● EXCERPT TO READ
────────────────────

Supreme Court of Arkansas
Feb 13, 1995
319 Ark. 449 (Ark. 1995)

Summary

denying coverage to innocent spouse whose wife committed arson where policy language excluded coverage for the intentional acts of "any insured"

Summary of this case from American Economy Insurance v. Camera Mart, Inc.

Opinion

94-772

Opinion delivered February 13, 1995

1. INSURANCE — EXCLUSIONS FROM COVERAGE GENERALLY — INTERPRETATION OF. — Intent to exclude coverage in an insurance policy should be expressed in clear and unambiguous language, and an insurance policy, having been drafted by an insurer without consultation with the insured, is to be interpreted and construed liberally in favor of the insured and strictly against the insurer. 2. INSURANCE — INTERPRETATION OF POLICIES — CLEAR AND UNAMBIGUOUS POLICY LANGUAGE CONTROLS. — Where the terms of the policy are clear and unambiguous, the policy language controls; and absent statutory strictures to the contrary, exclusionary clauses are generally enforced according to their terms. 3. INSURANCE — WHETHER INNOCENT COINSURED MAY RECOVER UNDER POLICY — LANGUAGE OF THE POLICY CONTROLS. — Whether an innocent coinsured, regardless of the relationship, is able to recover under an insurance policy is dependent on the language of the policy. 4. INSURANCE — POLICY TERMS EXPLICITLY EXCLUDED PAYMENT — APPELLANT PRECLUDED FROM RECOVERY. — Where the appellant and his wife were insureds under the policy, the wife was convicted of arson of the insured premises, and the policy terms explicitly excluded payment of insurance benefits to "any other insured" for the act of "any insured" causing or arranging for a loss, the appellant was precluded from receiving any benefit under the clear terms of the policy. 5. APPEAL ERROR — ARGUMENT UNSUPPORTED BY AUTHORITY — NO CONTRAVENTION OF PUBLIC POLICY SHOWN. — The appellant's suggestion that the exclusionary terms in his homeowners policy were contrary to public policy was offered without any citation to Arkansas law or convincing argument; no contravention of public policy was shown. 6. EVIDENCE — EVIDENCE OF FINAL JUDGMENT OF WIFE'S CONVICTION WAS ADMISSIBLE — APPELLANT FAILED TO OFFER ANY OTHER PROOF. — The appellant's suggestion that the appellee failed to prove that his wife caused the fire and resulting loss of the insured premises was without merit where the appellee's proof included a copy of her judgment of convictions for the felony arson and fraud crimes, and the appellant offered no evidence to rebut or disprove the convictions.

Appeal from Pulaski Circuit Court, Third Division; John Ward, Judge; affirmed.

John I. Purtle, P.A., for appellant.

Huckabay, Munson, Rowlett Tilley, P.A., by: Elizabeth Fletcher Rogers, for appellee.


On or about January 29, 1989, Diarl Noland and his wife, Debra Noland, purchased a homeowner's policy from appellee Farmers Insurance Co., Inc. The policy covered the Nolands' dwelling for a twelve-month period ending January 29, 1990. On the night of December 31, 1989, a fire destroyed the Noland house and its contents. As a result of the fire loss, Farmers paid the mortgagee, First Commercial Mortgage Company, the sum of $46,011.99 and under the terms of the policy, advanced the Nolands $2,000 for living expenses. Later, Farmers refused to make further payments under the policy because a question arose concerning whether the Nolands may have committed arson. Debra's cousin was also implicated. The Nolands subsequently were charged in federal court with conspiracy to commit arson and mail fraud, aiding and abetting arson and six counts of aiding and abetting in a mail fraud scheme. On December 17, 1990, Diarl Noland was found innocent, but his wife was convicted of the charges and is currently in prison.

────────────────────

● ITEMS
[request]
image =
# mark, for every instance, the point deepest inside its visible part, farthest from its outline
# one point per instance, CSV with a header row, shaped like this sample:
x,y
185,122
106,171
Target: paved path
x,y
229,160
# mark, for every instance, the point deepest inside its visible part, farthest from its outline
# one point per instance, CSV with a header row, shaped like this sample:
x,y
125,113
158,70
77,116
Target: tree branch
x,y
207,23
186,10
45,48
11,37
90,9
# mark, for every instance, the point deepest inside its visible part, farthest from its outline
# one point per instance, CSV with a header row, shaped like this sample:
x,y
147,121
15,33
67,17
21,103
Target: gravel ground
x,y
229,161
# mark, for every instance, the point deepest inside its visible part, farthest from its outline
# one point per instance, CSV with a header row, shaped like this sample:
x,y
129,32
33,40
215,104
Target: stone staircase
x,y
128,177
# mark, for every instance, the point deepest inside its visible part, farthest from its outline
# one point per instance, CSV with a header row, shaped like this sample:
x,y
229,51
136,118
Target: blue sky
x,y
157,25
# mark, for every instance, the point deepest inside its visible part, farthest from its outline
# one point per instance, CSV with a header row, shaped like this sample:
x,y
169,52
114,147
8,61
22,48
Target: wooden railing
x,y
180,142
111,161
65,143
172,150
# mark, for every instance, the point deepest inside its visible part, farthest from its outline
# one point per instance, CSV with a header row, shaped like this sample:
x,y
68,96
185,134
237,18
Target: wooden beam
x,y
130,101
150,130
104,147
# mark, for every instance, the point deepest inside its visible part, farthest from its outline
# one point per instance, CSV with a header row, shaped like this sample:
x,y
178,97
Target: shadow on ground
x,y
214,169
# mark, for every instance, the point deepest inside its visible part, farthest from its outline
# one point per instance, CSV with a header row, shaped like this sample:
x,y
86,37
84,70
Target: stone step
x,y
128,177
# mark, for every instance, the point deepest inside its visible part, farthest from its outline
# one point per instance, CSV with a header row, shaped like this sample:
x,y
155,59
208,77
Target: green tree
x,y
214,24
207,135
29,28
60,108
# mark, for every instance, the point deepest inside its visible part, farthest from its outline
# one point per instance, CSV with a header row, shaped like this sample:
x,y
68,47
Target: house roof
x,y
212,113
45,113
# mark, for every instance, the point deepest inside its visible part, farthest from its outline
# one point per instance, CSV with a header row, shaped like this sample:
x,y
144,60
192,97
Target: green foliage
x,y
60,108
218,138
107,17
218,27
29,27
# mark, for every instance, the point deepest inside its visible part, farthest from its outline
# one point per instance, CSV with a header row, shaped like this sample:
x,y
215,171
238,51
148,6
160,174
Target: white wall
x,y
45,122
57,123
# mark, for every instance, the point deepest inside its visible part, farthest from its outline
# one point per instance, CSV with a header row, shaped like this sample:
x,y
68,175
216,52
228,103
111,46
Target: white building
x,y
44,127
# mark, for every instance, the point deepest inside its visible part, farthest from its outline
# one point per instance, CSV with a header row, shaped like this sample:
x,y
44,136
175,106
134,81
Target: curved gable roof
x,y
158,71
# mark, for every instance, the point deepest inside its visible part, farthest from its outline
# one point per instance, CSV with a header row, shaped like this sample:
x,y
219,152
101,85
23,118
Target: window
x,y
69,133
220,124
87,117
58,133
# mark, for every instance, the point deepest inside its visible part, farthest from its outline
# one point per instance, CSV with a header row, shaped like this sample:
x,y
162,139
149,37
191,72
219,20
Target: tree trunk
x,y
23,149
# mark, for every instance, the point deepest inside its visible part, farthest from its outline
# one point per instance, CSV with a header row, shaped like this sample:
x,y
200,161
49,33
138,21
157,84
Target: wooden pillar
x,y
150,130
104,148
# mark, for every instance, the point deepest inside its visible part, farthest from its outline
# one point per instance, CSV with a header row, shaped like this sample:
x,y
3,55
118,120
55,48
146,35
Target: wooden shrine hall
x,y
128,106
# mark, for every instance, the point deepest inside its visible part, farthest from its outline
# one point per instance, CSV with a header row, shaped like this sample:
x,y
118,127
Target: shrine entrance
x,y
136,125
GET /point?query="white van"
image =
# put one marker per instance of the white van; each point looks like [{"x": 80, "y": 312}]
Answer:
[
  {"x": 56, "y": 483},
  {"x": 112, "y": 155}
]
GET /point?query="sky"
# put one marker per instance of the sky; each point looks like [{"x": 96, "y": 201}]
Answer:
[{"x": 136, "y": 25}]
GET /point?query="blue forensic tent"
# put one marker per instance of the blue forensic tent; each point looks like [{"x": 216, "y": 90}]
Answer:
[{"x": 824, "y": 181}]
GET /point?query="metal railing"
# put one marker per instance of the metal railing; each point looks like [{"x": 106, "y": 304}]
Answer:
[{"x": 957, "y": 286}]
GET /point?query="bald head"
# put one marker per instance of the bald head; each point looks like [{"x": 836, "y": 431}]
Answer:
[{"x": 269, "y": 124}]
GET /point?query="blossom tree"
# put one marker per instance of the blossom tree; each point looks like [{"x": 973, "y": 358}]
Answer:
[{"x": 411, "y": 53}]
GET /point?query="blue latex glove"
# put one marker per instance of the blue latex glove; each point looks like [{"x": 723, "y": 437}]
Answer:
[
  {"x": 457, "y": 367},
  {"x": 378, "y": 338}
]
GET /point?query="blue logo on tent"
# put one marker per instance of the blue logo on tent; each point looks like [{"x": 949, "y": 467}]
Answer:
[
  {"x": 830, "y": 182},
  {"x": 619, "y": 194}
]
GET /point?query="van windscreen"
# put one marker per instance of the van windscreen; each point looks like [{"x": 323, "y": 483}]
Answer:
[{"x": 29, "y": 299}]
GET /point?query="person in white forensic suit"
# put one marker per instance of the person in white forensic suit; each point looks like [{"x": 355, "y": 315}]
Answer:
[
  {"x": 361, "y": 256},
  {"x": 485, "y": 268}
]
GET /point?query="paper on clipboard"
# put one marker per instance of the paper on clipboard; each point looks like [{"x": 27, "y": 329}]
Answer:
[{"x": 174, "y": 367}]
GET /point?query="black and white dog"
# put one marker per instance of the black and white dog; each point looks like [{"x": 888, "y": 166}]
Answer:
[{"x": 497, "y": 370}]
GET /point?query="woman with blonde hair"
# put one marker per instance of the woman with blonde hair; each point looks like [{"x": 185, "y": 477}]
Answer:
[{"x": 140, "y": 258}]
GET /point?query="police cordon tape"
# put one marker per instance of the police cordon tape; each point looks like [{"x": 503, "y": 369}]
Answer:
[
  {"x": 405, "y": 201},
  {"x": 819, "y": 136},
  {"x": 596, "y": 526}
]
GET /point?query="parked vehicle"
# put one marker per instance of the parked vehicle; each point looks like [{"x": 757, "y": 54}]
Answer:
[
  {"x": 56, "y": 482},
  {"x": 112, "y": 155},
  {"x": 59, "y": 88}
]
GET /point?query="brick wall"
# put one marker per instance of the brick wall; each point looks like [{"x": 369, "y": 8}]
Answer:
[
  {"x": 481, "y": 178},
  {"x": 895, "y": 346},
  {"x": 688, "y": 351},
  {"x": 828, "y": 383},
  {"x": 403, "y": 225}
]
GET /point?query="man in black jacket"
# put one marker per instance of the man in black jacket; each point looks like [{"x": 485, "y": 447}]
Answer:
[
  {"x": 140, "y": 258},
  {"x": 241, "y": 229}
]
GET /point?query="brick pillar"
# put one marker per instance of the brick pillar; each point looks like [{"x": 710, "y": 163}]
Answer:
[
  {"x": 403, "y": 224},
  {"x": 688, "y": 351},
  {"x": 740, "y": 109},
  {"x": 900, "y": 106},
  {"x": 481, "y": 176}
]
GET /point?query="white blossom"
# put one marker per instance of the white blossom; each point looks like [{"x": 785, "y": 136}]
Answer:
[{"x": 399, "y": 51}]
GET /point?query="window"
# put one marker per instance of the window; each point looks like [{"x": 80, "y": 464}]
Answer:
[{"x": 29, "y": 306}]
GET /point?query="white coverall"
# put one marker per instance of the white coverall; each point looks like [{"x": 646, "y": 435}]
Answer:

────────────────────

● PROBLEM DESCRIPTION
According to the Arkansas court opinion, what sum did Farmers pay the mortgagee after the fire destroyed the Noland house?

● EXERCISE RESULT
$46,011.99